** Task **
Please pull out every line of the material below that contains the string "tiled" and copy each one in full.

** Supplied data **
================================

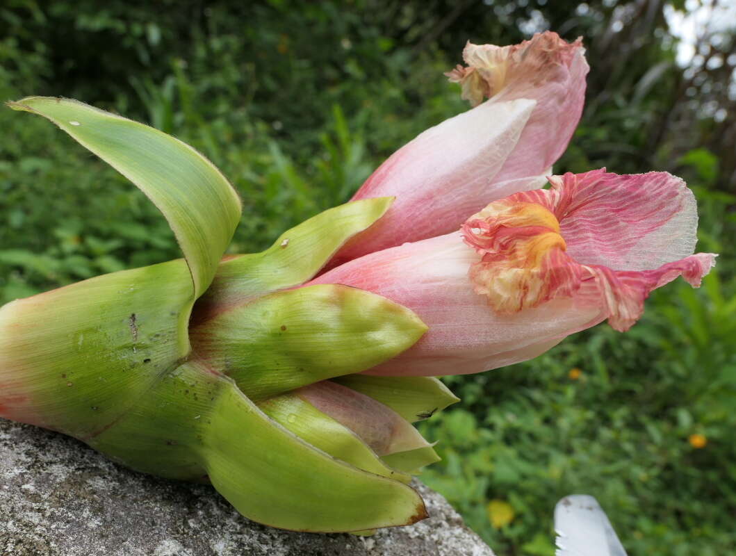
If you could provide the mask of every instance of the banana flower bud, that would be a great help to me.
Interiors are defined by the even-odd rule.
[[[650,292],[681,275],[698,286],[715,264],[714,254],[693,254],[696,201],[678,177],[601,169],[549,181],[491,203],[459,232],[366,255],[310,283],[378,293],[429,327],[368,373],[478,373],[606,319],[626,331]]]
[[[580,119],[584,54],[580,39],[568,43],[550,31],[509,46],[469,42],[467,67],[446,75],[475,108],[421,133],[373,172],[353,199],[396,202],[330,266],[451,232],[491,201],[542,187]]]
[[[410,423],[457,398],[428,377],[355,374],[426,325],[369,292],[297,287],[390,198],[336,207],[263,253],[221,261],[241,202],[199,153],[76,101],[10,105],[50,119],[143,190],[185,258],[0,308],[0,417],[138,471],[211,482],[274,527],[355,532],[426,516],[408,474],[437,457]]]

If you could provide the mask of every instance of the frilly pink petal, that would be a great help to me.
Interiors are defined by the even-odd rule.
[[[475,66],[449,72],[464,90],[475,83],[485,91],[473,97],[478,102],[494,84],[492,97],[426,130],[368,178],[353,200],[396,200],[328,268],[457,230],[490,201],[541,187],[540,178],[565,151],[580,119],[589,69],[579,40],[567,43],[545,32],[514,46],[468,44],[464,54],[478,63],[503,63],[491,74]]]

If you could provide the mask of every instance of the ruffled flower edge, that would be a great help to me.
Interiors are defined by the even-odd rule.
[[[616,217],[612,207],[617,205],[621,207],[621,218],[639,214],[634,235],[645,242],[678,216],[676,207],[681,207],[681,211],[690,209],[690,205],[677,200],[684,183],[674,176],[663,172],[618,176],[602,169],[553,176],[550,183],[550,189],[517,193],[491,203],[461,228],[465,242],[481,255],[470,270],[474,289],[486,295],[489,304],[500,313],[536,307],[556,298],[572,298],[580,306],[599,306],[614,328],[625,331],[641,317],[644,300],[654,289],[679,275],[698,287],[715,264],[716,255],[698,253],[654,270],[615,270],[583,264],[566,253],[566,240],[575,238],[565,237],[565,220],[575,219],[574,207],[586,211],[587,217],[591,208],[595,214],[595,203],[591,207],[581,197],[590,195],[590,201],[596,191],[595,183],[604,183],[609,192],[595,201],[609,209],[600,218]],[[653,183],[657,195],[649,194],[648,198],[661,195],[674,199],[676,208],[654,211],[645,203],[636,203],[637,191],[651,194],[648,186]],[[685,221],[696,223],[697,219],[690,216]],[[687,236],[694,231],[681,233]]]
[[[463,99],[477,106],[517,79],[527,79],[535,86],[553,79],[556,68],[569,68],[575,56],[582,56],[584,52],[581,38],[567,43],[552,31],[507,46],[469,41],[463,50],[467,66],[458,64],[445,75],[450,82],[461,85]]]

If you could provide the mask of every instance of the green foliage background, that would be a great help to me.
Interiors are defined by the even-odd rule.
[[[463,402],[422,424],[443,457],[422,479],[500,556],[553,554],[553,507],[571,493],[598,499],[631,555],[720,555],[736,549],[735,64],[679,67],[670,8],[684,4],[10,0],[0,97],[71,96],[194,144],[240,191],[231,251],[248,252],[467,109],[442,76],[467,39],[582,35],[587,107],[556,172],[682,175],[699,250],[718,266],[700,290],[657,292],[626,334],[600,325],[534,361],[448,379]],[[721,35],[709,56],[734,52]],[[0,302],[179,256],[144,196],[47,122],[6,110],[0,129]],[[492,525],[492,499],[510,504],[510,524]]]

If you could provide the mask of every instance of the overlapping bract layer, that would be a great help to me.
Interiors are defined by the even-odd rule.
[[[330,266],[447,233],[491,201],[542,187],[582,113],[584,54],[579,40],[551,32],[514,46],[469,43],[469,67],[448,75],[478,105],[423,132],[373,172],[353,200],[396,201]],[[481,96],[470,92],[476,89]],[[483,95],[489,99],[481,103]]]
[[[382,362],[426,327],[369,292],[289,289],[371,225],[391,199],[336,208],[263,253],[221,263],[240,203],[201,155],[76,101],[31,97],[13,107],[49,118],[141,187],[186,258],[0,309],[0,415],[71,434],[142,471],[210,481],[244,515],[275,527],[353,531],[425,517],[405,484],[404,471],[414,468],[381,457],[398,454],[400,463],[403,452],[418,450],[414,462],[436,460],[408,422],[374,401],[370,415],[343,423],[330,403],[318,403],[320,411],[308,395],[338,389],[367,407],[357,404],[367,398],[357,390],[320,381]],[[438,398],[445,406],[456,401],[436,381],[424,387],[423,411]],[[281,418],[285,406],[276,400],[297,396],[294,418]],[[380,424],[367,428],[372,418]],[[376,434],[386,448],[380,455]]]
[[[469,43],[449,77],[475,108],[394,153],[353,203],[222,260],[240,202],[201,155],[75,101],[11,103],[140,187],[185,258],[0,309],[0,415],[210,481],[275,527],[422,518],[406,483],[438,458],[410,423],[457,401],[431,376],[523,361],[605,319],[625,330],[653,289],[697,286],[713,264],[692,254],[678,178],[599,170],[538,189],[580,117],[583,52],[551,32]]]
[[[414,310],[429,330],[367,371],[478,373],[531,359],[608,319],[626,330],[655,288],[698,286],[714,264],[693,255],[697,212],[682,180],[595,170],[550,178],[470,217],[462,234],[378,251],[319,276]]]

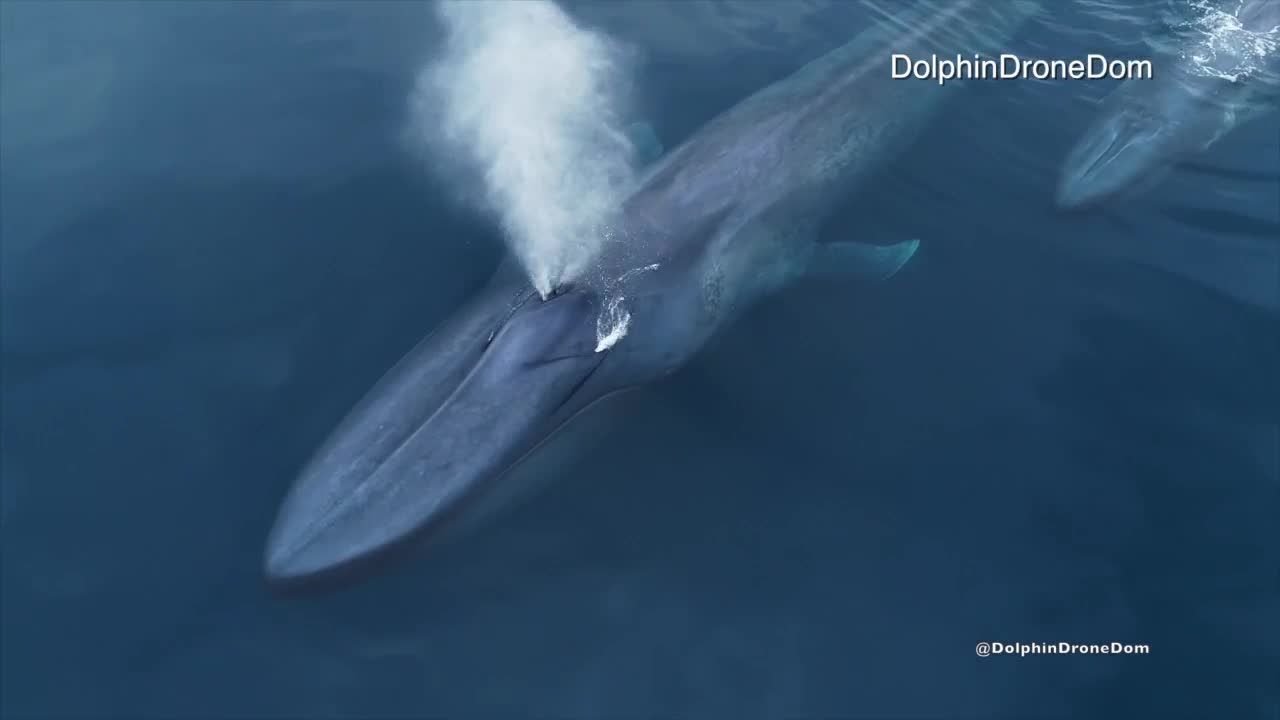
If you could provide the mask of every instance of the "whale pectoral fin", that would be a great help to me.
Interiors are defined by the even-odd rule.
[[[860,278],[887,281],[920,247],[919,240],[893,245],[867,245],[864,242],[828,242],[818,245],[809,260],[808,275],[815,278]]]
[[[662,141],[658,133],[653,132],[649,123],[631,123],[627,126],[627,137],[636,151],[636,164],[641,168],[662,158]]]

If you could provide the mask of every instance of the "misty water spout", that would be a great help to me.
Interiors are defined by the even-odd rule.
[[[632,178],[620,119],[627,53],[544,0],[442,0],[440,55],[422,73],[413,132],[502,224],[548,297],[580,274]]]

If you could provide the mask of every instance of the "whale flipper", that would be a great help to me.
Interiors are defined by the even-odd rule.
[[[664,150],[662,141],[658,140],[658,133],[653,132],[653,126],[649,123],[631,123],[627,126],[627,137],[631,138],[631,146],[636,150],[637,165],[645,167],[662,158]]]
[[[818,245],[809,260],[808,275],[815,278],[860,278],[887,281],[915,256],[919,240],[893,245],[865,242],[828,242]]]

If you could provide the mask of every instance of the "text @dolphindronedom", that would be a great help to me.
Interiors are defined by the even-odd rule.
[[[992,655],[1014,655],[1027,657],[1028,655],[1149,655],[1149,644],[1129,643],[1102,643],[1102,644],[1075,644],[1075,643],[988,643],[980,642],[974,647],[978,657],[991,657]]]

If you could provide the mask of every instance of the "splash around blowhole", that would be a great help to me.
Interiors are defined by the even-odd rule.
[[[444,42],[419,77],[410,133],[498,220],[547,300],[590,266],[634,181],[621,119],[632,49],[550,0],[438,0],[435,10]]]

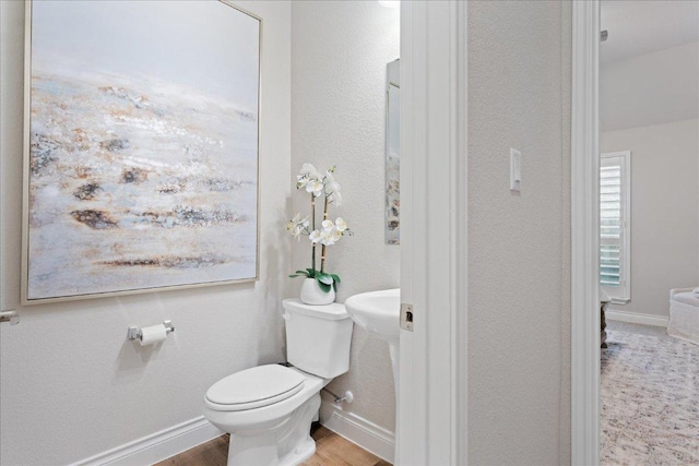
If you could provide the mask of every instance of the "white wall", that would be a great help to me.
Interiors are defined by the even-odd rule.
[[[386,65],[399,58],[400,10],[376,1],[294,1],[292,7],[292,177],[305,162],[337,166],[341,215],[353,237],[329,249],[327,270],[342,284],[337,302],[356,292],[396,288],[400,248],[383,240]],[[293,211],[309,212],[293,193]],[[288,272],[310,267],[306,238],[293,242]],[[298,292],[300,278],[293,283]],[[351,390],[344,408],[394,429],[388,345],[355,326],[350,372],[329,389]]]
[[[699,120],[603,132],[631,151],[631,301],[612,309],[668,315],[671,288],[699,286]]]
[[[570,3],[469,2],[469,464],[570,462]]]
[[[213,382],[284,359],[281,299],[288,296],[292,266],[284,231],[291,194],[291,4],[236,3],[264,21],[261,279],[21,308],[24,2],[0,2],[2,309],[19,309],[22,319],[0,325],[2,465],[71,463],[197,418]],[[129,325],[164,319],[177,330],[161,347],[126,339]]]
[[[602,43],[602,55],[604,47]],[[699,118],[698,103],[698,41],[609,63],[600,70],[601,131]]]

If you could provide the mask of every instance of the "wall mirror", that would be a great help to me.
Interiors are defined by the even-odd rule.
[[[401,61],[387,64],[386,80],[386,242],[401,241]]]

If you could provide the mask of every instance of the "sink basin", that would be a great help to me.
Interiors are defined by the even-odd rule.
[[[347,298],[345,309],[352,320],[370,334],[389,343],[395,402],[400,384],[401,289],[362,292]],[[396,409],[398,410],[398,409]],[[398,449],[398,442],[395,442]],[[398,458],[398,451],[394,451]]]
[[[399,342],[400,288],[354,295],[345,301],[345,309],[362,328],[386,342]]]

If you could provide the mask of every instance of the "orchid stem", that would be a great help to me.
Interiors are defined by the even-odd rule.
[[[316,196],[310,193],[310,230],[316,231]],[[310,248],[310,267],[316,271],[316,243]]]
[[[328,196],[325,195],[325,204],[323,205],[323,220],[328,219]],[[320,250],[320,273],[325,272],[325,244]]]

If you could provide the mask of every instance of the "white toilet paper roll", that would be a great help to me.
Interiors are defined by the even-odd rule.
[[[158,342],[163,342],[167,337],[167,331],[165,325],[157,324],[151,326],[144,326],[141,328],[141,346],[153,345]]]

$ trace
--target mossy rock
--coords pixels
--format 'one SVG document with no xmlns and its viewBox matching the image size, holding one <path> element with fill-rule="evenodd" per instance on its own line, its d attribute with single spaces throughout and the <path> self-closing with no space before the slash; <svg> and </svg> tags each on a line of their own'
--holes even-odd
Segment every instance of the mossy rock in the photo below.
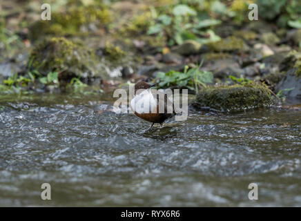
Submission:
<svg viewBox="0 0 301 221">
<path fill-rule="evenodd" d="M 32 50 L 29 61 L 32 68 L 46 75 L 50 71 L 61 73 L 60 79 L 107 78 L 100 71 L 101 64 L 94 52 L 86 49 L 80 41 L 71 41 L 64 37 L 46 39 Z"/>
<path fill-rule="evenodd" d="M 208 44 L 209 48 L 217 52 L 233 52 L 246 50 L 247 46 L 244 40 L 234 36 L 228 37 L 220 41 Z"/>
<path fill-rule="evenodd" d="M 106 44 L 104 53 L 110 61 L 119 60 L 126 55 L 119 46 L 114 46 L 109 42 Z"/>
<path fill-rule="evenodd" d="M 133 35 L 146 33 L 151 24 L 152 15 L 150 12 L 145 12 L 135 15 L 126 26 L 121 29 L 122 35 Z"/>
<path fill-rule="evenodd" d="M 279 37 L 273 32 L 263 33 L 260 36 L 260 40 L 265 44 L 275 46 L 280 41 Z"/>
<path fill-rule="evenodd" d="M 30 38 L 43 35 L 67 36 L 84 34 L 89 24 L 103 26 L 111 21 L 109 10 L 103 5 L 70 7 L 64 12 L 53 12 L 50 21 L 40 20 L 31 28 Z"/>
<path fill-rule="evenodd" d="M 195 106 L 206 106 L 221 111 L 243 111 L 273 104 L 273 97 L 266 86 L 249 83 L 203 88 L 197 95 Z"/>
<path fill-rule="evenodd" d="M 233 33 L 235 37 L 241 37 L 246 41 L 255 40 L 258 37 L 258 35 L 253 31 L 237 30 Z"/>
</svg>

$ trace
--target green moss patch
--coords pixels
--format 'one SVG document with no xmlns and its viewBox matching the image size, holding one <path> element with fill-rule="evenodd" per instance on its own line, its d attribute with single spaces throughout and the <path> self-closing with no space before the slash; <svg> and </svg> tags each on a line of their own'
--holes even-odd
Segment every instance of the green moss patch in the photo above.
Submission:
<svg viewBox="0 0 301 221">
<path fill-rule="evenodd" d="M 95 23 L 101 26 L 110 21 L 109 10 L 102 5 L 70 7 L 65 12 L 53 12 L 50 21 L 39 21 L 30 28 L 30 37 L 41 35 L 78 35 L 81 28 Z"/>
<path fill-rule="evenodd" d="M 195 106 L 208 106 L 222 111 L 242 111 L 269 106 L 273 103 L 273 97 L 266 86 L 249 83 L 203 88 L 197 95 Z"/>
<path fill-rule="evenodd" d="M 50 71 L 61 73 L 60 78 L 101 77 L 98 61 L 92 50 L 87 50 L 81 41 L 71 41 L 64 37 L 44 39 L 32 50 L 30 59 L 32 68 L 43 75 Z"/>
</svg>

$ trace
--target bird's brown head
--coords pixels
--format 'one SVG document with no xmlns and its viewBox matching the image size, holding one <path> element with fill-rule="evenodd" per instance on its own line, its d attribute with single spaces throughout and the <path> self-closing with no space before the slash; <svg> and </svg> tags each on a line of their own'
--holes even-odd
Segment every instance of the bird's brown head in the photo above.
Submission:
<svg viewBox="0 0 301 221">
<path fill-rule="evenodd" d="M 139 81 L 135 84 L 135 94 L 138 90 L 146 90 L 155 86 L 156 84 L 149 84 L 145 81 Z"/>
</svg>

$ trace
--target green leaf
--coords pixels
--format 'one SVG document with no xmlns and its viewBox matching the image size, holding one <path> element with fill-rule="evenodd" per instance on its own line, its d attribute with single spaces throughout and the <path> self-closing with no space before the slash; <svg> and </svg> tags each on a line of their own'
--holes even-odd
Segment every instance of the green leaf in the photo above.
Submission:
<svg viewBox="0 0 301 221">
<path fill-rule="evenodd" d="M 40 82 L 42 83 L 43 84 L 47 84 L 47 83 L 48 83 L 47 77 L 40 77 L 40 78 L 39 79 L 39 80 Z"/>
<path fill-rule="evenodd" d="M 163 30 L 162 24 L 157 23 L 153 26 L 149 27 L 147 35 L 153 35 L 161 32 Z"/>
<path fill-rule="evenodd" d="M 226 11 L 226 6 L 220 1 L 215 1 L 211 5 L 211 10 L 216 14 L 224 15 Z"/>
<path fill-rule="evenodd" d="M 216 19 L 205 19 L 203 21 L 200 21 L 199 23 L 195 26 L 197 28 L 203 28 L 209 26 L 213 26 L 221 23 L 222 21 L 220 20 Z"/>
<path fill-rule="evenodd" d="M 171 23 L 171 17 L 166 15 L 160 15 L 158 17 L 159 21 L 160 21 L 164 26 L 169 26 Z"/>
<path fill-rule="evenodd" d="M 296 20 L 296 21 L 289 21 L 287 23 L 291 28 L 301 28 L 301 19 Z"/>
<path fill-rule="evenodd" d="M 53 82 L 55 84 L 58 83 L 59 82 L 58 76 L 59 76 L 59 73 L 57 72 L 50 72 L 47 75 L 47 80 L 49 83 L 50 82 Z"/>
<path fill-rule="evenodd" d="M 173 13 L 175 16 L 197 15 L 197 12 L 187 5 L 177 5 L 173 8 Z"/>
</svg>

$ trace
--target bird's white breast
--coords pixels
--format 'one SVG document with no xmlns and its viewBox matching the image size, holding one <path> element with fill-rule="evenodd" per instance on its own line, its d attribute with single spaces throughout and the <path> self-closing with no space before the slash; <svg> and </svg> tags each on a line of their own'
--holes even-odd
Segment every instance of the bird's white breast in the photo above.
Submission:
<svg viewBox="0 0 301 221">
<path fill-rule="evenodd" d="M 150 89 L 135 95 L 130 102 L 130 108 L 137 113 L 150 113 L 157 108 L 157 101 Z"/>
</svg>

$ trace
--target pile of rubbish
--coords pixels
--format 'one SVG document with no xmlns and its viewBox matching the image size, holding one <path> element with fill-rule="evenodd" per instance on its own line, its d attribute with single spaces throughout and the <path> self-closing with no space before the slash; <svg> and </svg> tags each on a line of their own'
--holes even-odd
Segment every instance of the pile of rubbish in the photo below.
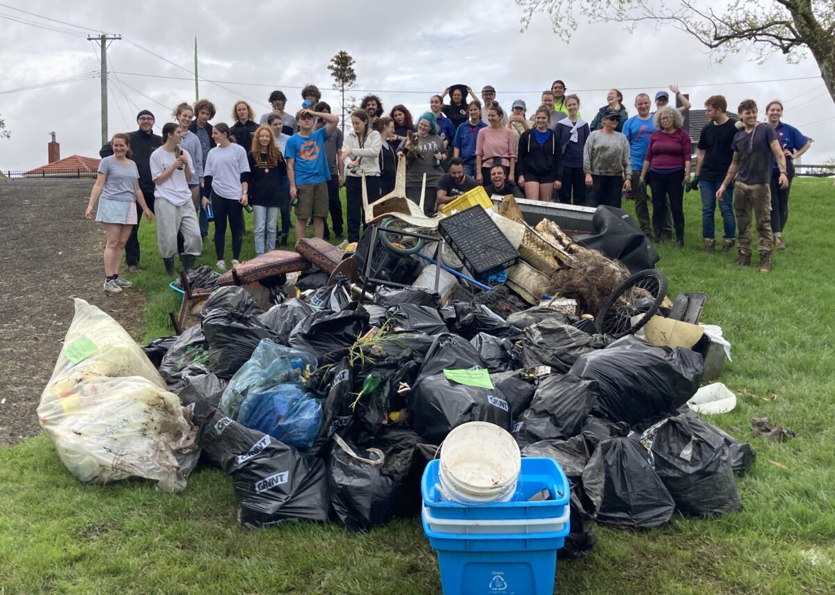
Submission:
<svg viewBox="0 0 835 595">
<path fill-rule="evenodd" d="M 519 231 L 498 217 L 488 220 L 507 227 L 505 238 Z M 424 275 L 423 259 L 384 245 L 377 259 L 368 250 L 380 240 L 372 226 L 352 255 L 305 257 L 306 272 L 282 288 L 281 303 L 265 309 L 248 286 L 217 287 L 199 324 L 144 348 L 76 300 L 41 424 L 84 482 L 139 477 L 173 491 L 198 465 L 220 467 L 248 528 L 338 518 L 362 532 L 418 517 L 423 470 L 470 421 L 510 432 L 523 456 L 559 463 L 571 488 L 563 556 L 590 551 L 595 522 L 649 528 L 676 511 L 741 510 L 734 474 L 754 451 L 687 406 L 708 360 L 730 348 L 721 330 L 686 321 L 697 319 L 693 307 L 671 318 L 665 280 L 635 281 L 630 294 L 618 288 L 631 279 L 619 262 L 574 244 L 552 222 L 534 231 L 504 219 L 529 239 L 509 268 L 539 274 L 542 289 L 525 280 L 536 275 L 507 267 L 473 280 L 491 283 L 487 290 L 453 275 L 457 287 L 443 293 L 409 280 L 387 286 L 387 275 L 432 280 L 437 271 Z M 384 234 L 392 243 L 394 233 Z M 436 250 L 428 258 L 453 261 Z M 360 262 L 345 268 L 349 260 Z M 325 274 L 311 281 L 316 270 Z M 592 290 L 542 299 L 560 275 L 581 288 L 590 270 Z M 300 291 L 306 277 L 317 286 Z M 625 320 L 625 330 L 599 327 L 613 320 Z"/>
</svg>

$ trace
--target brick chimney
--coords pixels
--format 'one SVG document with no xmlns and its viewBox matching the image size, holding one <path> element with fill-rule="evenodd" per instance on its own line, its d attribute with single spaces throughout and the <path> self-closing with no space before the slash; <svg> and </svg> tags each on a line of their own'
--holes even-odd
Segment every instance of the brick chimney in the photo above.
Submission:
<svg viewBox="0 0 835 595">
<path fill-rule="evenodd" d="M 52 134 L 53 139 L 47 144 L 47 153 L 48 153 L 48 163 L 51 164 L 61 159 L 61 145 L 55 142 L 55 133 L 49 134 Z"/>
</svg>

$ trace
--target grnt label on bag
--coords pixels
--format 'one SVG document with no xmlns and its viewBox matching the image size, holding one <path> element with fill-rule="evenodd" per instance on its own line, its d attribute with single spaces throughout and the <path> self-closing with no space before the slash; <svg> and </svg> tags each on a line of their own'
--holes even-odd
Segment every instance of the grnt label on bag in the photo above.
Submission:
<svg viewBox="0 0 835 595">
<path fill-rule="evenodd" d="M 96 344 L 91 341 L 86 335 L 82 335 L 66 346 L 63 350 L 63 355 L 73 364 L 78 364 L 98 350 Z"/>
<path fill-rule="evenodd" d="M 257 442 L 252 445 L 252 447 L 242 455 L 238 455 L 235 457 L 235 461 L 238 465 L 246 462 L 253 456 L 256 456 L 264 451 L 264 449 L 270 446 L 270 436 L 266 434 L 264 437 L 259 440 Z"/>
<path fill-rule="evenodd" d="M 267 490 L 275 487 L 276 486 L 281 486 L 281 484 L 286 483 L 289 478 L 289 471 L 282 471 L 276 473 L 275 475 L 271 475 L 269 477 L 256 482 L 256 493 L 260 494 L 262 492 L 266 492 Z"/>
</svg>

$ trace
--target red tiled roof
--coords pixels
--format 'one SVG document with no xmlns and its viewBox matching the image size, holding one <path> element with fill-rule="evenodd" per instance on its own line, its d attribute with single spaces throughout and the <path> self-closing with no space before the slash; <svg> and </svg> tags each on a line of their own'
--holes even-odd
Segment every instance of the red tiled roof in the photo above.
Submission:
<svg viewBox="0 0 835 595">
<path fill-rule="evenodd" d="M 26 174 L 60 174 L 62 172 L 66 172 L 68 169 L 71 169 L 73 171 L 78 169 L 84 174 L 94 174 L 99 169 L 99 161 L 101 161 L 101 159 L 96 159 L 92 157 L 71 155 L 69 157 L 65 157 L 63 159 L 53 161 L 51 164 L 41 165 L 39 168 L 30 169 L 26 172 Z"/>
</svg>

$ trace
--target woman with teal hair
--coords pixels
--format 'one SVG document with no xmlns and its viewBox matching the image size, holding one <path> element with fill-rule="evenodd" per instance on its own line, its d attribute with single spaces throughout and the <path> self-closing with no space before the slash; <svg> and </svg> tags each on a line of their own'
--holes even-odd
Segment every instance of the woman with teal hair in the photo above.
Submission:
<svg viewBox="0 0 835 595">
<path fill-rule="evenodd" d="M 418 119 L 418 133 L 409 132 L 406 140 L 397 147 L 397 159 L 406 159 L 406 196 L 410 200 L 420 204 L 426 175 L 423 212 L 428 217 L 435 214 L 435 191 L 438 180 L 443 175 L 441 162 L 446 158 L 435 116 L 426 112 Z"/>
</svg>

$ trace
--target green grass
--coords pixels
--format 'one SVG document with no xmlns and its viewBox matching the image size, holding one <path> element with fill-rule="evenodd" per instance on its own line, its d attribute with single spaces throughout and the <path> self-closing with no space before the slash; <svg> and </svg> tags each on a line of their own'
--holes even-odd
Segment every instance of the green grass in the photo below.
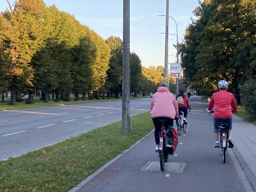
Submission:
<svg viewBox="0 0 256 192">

================================

** Solution below **
--target red tiled roof
Segment every instance of the red tiled roof in the photo above.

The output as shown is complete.